- YOUR TASK -
Look below for the line containing "Expected: one point per instance of the white paper"; from there, print each line exactly up to and including the line containing "Expected: one point per instance of the man's eyebrow, each", and stop.

-------- DATA EXTRACT --------

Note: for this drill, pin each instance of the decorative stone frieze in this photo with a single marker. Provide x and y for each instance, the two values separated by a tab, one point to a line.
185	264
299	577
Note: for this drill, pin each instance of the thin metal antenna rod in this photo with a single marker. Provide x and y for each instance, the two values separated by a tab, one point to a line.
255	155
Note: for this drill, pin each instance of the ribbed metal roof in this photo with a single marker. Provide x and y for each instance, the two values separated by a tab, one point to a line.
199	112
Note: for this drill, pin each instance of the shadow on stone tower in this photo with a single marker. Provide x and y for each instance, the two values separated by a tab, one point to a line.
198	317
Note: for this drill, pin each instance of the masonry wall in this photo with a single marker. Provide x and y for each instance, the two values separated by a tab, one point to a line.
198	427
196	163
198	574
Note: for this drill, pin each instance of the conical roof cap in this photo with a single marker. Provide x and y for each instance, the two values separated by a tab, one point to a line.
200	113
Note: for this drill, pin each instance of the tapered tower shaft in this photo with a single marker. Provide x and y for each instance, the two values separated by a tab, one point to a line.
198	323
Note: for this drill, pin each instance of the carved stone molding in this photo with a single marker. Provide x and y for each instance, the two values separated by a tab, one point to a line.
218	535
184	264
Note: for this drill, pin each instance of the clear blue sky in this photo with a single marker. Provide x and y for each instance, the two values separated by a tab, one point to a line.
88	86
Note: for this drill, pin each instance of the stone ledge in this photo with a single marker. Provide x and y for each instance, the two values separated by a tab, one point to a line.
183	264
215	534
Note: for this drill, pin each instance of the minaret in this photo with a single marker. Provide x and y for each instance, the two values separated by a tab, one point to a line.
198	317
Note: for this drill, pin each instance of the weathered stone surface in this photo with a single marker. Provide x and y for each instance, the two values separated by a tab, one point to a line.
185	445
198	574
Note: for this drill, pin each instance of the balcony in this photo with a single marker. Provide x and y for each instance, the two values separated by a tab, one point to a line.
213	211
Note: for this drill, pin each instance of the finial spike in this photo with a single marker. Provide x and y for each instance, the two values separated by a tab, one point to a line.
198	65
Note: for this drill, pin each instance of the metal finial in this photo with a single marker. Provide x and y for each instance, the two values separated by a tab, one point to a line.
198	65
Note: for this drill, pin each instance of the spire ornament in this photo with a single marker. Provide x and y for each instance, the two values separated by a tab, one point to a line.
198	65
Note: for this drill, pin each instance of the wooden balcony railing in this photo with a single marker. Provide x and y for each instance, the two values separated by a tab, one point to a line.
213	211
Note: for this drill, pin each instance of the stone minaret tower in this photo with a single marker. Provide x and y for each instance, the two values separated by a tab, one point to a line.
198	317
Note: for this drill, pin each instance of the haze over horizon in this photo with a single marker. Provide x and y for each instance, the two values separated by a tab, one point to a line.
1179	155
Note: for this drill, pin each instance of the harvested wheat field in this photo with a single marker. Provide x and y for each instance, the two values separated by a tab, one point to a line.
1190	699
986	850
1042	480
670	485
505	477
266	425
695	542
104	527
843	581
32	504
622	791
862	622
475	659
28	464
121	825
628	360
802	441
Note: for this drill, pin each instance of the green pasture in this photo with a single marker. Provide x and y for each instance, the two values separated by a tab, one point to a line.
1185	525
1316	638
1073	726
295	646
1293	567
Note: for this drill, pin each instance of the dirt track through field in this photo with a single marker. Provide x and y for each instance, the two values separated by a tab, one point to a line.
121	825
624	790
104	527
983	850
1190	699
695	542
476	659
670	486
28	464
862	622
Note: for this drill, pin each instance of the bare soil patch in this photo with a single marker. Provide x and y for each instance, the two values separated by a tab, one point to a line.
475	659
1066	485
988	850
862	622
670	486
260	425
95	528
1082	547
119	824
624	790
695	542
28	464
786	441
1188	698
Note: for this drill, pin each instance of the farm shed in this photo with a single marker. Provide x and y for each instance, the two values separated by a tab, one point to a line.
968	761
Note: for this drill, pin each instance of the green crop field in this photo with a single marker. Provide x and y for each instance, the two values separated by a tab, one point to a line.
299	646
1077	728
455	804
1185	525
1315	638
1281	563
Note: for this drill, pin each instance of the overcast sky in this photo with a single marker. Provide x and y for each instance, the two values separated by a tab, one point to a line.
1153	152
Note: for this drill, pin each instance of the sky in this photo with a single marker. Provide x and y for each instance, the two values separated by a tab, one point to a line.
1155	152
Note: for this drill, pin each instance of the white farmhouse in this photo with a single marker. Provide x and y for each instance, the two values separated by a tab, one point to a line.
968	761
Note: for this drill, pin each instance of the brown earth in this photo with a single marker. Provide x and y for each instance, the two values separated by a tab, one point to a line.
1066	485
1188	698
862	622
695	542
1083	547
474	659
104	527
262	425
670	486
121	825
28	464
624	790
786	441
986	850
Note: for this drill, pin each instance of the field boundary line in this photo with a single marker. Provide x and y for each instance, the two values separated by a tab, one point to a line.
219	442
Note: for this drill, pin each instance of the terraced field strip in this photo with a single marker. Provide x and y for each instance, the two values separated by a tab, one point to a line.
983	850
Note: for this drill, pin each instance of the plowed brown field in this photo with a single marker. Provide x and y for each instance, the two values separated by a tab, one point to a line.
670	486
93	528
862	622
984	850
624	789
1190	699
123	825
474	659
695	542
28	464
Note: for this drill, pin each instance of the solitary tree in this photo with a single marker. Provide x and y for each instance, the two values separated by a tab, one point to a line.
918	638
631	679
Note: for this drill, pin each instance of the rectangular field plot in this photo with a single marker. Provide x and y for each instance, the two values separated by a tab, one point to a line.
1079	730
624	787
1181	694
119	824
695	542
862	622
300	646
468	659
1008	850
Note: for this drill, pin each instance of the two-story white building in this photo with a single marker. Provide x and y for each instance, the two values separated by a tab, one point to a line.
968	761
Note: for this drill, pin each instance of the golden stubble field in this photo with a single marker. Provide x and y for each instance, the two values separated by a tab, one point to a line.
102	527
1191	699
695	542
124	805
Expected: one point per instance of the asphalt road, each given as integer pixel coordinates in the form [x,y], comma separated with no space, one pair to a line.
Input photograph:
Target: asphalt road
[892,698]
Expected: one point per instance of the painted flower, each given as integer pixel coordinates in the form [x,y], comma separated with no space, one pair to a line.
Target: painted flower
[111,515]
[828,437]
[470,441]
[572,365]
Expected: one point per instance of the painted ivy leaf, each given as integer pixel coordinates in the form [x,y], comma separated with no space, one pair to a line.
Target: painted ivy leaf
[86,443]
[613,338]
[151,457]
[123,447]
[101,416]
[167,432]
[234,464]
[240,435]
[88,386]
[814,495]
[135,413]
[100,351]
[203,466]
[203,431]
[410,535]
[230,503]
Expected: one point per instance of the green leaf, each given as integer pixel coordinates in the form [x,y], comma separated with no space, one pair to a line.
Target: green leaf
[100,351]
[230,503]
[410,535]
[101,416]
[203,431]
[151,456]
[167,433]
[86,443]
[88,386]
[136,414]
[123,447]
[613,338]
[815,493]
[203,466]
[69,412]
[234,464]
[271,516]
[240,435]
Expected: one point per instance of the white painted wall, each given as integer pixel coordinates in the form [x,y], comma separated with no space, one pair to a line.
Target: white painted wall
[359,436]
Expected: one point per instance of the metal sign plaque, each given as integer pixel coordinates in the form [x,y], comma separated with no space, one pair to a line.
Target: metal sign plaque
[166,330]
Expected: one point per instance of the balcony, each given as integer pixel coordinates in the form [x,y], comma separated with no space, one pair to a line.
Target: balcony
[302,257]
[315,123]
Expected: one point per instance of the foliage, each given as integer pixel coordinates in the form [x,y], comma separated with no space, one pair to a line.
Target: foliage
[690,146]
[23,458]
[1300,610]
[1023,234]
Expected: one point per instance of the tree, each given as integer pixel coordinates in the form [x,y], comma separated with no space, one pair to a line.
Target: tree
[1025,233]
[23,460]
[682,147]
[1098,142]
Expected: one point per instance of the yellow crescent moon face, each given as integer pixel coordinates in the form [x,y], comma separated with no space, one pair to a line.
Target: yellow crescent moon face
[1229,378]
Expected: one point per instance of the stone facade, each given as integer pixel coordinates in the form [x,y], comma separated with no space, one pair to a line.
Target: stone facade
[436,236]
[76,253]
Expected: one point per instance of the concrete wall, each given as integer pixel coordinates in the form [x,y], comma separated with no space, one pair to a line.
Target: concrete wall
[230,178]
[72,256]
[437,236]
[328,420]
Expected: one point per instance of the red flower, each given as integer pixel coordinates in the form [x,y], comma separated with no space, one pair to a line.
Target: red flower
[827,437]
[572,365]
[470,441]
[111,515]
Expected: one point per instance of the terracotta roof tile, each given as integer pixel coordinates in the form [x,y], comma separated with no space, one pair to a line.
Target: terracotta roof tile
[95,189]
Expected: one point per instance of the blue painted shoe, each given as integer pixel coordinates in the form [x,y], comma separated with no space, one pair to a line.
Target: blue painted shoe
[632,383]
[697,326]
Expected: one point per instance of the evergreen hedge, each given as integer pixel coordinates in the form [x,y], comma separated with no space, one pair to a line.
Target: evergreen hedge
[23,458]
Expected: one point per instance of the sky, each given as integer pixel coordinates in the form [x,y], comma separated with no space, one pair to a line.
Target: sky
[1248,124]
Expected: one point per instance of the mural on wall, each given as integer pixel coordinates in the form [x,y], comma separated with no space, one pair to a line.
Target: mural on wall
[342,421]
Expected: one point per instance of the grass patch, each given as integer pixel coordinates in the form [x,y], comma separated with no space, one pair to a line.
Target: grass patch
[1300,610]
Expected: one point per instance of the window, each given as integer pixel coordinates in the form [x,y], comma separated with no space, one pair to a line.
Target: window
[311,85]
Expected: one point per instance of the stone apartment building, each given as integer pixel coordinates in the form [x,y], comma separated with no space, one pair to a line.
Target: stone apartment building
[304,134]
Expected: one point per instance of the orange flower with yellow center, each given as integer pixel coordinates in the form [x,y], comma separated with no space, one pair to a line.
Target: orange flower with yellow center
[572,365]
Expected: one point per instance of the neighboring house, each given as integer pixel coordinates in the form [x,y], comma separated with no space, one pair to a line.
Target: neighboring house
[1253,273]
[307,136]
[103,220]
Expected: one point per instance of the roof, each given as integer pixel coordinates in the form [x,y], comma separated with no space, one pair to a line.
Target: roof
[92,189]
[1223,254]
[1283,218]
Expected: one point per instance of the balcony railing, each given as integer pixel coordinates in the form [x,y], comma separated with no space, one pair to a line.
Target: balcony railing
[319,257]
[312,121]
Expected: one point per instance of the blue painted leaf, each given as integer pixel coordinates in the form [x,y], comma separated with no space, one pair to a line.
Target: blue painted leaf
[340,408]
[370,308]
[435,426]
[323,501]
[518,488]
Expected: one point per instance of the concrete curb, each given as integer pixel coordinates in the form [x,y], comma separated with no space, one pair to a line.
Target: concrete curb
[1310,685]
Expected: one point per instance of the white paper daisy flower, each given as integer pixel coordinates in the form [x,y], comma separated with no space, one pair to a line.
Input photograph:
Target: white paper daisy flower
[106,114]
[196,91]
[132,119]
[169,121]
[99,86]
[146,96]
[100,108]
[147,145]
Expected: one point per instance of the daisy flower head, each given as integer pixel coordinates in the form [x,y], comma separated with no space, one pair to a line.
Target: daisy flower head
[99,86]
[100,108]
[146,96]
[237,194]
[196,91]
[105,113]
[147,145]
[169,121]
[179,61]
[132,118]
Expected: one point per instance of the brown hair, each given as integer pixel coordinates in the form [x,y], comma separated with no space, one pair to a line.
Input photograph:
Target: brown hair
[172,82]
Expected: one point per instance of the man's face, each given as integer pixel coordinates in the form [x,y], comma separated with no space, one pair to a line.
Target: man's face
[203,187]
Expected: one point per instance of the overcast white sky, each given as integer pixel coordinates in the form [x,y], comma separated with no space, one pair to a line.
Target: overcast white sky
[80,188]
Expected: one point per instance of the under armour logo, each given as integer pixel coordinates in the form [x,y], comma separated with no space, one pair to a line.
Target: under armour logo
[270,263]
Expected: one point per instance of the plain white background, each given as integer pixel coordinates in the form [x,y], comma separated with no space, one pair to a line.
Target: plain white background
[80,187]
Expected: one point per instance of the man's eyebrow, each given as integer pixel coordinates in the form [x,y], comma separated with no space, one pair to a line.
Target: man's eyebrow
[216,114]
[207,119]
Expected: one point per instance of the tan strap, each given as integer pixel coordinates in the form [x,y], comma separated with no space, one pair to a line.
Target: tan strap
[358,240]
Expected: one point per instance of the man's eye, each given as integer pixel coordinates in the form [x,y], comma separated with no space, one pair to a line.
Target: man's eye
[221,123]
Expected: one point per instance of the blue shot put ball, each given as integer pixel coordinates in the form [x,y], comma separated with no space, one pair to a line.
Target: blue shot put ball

--------

- FINISHED TASK -
Expected: one point per instance of the white paper daisy flower, each given as integer pixel coordinates in the form [x,y], comma separated with no space, one pair to a line.
Input photograph:
Target: white paper daisy flower
[106,114]
[196,91]
[132,119]
[169,121]
[99,86]
[146,96]
[100,108]
[147,145]
Expected: one point per instance of the daisy flower head, each given as integer pixel coordinates in the form [x,y], comma separated with no space, one pair to a line.
Target: daisy flower head
[99,86]
[100,108]
[146,96]
[237,194]
[196,91]
[105,113]
[147,145]
[169,121]
[179,61]
[132,118]
Expected: one point per instance of the brown hair, each given as integer pixel coordinates in the form [x,y], comma separated with no space, one pair to a line.
Input photograph:
Target: brown hair
[172,82]
Expected: one point per instance of the man's face, each given as integer pixel coordinates in the form [x,y], comma separated with no space, one pair to a line.
Target: man's face
[203,187]
Expected: one point per instance of the overcast white sky, each given as integer pixel coordinates in the form [x,y], comma separated with no space, one pair to a line.
Target: overcast white sky
[80,188]
Expected: one point per instance of the under armour logo, each given as integer pixel coordinates in the form [x,y], comma separated with no space, one pair to a line.
Target: under armour logo
[270,263]
Expected: one point per instance of the plain white background, each given as integer pixel coordinates in the form [x,y], comma separated with no space, one pair to a line.
Target: plain white background
[80,187]
Expected: one point per instance of the man's eyebrow, each given as integer pixel coordinates in the form [x,y], comma separated with no space, one pair to a line.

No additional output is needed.